**Exercise requirements**
Copy out the lines of the entries below, from the line that contains "Q: Point out each instance of the dark" through the last line of the entries, including the request lines. In the answers, add 83 to every coordinate.
########
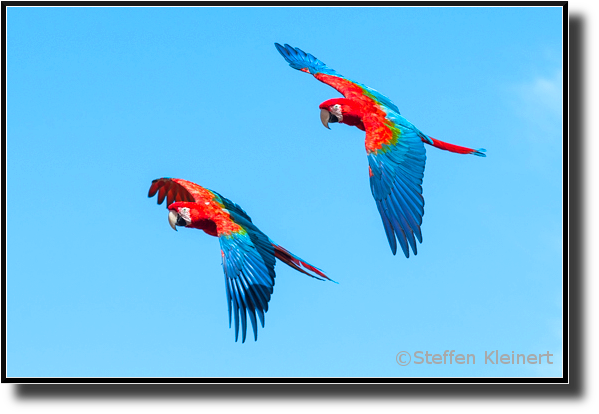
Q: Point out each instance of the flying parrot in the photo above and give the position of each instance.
(248, 255)
(395, 147)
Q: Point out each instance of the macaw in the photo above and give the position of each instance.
(248, 255)
(395, 147)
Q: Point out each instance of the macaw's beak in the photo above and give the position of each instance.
(326, 117)
(172, 219)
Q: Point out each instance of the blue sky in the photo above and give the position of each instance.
(101, 101)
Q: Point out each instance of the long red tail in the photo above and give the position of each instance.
(454, 148)
(298, 264)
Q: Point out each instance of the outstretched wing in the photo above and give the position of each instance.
(396, 154)
(176, 189)
(305, 62)
(248, 262)
(396, 160)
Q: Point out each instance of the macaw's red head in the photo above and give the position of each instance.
(340, 110)
(188, 214)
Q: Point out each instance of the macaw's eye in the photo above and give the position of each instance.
(181, 221)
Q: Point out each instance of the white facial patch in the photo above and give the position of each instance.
(336, 110)
(184, 213)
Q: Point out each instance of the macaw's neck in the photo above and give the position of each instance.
(351, 111)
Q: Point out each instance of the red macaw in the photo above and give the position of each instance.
(248, 254)
(395, 149)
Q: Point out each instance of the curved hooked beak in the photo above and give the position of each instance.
(172, 219)
(326, 117)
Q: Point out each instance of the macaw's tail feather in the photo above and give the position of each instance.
(298, 264)
(480, 152)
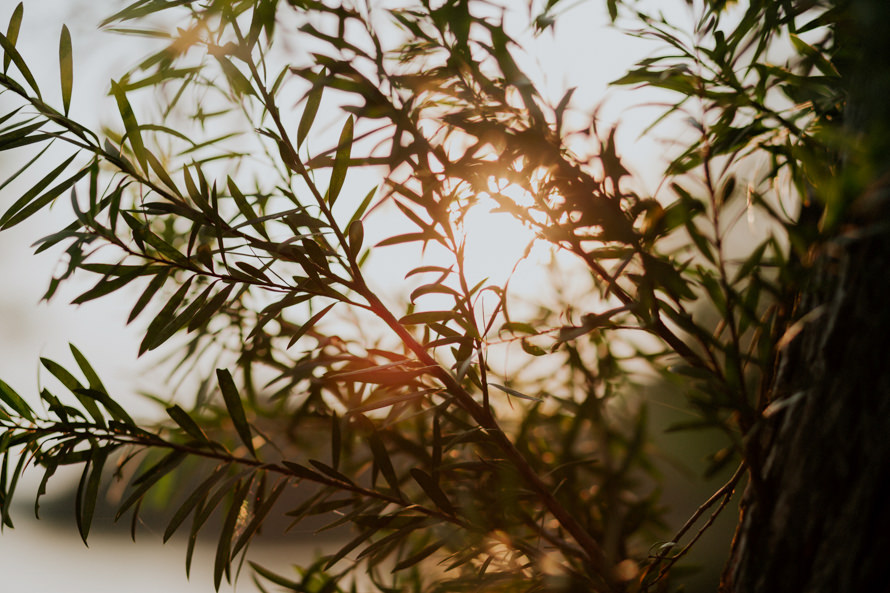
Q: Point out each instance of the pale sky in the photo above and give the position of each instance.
(38, 557)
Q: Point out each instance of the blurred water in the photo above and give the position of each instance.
(45, 557)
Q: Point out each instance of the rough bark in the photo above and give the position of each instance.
(816, 514)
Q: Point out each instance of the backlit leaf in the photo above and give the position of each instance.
(341, 161)
(66, 68)
(235, 407)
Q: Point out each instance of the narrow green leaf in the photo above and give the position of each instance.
(32, 193)
(130, 124)
(341, 161)
(88, 492)
(426, 317)
(114, 409)
(237, 81)
(103, 287)
(149, 478)
(86, 369)
(180, 320)
(14, 401)
(235, 407)
(277, 579)
(432, 489)
(163, 318)
(211, 308)
(308, 325)
(514, 393)
(11, 53)
(303, 472)
(197, 495)
(260, 513)
(313, 100)
(245, 209)
(356, 233)
(186, 423)
(360, 211)
(416, 557)
(328, 470)
(153, 286)
(12, 32)
(9, 490)
(222, 560)
(73, 385)
(66, 68)
(383, 461)
(205, 508)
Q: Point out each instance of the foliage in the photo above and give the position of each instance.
(455, 474)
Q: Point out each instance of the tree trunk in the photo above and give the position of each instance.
(816, 514)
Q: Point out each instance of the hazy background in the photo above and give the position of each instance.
(48, 556)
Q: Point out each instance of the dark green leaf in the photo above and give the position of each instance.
(196, 496)
(88, 491)
(235, 407)
(32, 193)
(432, 489)
(222, 560)
(416, 557)
(149, 478)
(154, 333)
(12, 32)
(130, 124)
(308, 325)
(66, 68)
(14, 401)
(186, 423)
(10, 53)
(313, 100)
(341, 161)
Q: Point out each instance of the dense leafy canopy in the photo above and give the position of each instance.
(242, 223)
########
**Solution**
Q: Point out each instance of the dark green leaf in the photo above and give the position of each instance.
(279, 579)
(171, 574)
(318, 490)
(115, 276)
(515, 572)
(305, 643)
(499, 640)
(232, 561)
(237, 416)
(95, 115)
(213, 207)
(391, 408)
(149, 151)
(97, 484)
(269, 506)
(93, 136)
(396, 183)
(424, 244)
Q: Point out each instance of the dense leafy canopy in the photo above and give the position of each instance.
(325, 306)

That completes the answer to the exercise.